▶ [Object position labeling entries]

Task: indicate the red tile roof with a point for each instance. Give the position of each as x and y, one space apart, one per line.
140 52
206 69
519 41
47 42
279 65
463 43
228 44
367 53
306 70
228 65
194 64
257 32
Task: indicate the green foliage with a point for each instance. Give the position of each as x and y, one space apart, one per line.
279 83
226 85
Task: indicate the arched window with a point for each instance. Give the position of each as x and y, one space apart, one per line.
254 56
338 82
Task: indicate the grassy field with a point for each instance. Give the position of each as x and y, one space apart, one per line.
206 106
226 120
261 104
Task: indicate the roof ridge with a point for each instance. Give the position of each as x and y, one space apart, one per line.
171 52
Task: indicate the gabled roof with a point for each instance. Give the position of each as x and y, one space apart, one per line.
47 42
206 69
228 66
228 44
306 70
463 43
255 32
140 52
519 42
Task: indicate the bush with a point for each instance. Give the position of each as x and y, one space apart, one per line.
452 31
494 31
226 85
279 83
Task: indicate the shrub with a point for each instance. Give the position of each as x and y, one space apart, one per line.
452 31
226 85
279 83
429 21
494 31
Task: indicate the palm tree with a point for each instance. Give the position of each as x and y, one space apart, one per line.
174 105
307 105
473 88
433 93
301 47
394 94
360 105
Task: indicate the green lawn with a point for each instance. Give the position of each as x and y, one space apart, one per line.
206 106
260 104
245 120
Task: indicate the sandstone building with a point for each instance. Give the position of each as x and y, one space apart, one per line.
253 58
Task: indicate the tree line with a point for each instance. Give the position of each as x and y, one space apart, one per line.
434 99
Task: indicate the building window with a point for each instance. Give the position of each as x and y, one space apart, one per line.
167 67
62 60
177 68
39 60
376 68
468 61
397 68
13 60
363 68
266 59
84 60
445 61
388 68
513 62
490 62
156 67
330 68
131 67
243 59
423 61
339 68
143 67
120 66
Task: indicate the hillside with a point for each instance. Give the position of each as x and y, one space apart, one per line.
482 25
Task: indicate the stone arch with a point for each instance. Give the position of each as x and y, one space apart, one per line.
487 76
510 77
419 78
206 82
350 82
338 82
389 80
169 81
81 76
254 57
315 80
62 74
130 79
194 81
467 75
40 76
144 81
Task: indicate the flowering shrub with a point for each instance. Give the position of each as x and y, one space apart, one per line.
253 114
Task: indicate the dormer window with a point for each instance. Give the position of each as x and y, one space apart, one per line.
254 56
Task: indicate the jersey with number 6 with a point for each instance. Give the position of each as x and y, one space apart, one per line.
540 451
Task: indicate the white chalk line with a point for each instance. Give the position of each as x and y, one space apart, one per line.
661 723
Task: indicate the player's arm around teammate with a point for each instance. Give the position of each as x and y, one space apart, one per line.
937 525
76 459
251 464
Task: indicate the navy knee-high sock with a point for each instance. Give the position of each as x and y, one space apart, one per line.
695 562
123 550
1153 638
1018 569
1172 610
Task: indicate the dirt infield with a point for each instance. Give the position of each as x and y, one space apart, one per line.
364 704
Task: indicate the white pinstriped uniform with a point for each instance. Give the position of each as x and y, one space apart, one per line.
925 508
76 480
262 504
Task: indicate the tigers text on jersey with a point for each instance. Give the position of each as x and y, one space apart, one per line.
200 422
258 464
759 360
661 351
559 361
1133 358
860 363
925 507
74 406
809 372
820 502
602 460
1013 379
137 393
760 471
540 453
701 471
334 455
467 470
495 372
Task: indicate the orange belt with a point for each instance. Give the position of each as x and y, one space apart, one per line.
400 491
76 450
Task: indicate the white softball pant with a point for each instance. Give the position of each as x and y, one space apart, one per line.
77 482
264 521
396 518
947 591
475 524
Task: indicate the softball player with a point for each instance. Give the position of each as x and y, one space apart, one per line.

▶ [Exercise]
Print back all the lines verbatim.

▶ [Solution for this problem]
Task: indicate the red tile roof with a point for each instance. Give the position of each as x and y, one space apart, one per line.
140 52
206 69
519 41
47 42
279 65
463 43
228 44
367 53
306 70
228 65
194 64
257 32
Task: indicate the green foliage with a point for each instance. Give the position of each as x and y, one space apart, one per line.
279 83
226 85
Task: indicate the arched window with a point for each instance. Give the position of each as x and y, one space apart, one per line.
254 56
338 82
Task: indicate the grassy field with a point for each instance. Give the position of each as x and y, one space apart, one per line.
206 106
226 120
261 104
Task: indicate the roof ridge with a point for each instance. Give the position of each as x and y, one space apart, one per line.
171 52
Task: indicate the gabled roof with a point for each instance. Give the position of each as x and y, one space apart, one per line.
47 42
206 69
228 66
228 44
306 70
463 43
255 32
140 52
519 42
Task: indicate the bush with a point for each instance. Give the position of each as x and y, one space apart, one per line.
452 31
494 31
226 85
279 83
Task: indicate the shrub with a point for each instance. Give the position of each as x and y, one space apart, one per line.
452 31
226 85
279 83
429 21
494 31
Task: indicate the palm tree with a point for each instance. Give the position of each as x and y, one space apart, one per line.
174 105
307 105
473 88
433 93
301 47
394 94
360 105
Task: indicate the green lawn with a point for each instance. Give the position of each as x and y, one space apart, one per line.
206 106
260 104
245 120
Task: indicate the sandstone building with a point for each instance. Give the position of each as x and y, one space apart, one per line.
253 58
Task: indicate the tree line with a point for each instance. Give the position of each as x and y, one space apart, one per line.
434 99
Task: indicate the building window with a point for each instance. Give the position of each as x and y, one space apart, one per line.
167 67
62 60
177 68
39 60
376 68
468 61
397 68
13 60
363 68
266 59
84 60
445 61
388 68
513 62
490 62
156 67
330 68
131 67
243 59
423 61
339 68
143 67
120 66
Task: indicate the hillside with a point for each instance. Give the position of each as x and y, one space apart, one per line.
482 25
Task: indicate the stone arch with a point for each instance. Give the position of each as x and y, one space apart, one per line.
487 76
510 77
419 78
206 82
350 82
338 82
389 80
169 81
81 76
254 57
315 80
62 74
130 79
194 81
467 75
40 76
144 81
Task: indicate the flowering shrub with a point for each instance. Give the position of each as x and y, one space apart, one per line.
253 114
Task: indicate the dormer window with a point for each instance. Give the position of each as x and y, one space apart, one per line.
254 56
Task: indicate the jersey with number 6 with a point for each instance. Give the position of each as x and y, one space apart, one per line.
540 451
Task: indicate the white chalk line with a point for each instance. Give the position of each as x and y, one space apart, one per line.
661 723
Task: indicate the player's arm around teammate with a point for each instance. Give the position of each as x and y, one space apart, one per line.
937 525
76 459
251 464
Task: indicate the navy knee-high sock with a point for each instance. Give the position of each as x and y, one space apart, one per line.
695 562
123 550
1153 638
1018 569
1172 610
Task: indicate the dirt infield with a point for each instance. Give the position of each as x and y, one space apart, one per line.
364 704
Task: indicate the white pinstriped uniform with a point for each instance. Give the position of each as x and y, one space apart, one per line.
925 508
76 480
262 504
Task: indicate the tigers text on jersey with a point for each instance. Give the position of each as x and y, one space apart, one per line.
200 422
258 464
759 360
661 351
559 361
1133 358
860 363
925 507
74 406
809 372
820 502
602 460
1013 379
137 393
760 471
540 453
701 471
334 455
467 470
495 372
Task: indicate the orange belt with a point for each instance. Give the position of each as x and y, one space apart, one per line.
400 491
76 450
Task: indicate the white softball pant with a point for each instance. Give the position of each as x and y, one space apart, one per line.
77 482
264 521
396 518
947 591
475 524
Task: indicate the softball player with a point for each instance. Give the position of each as x and y, one space apart, one per line.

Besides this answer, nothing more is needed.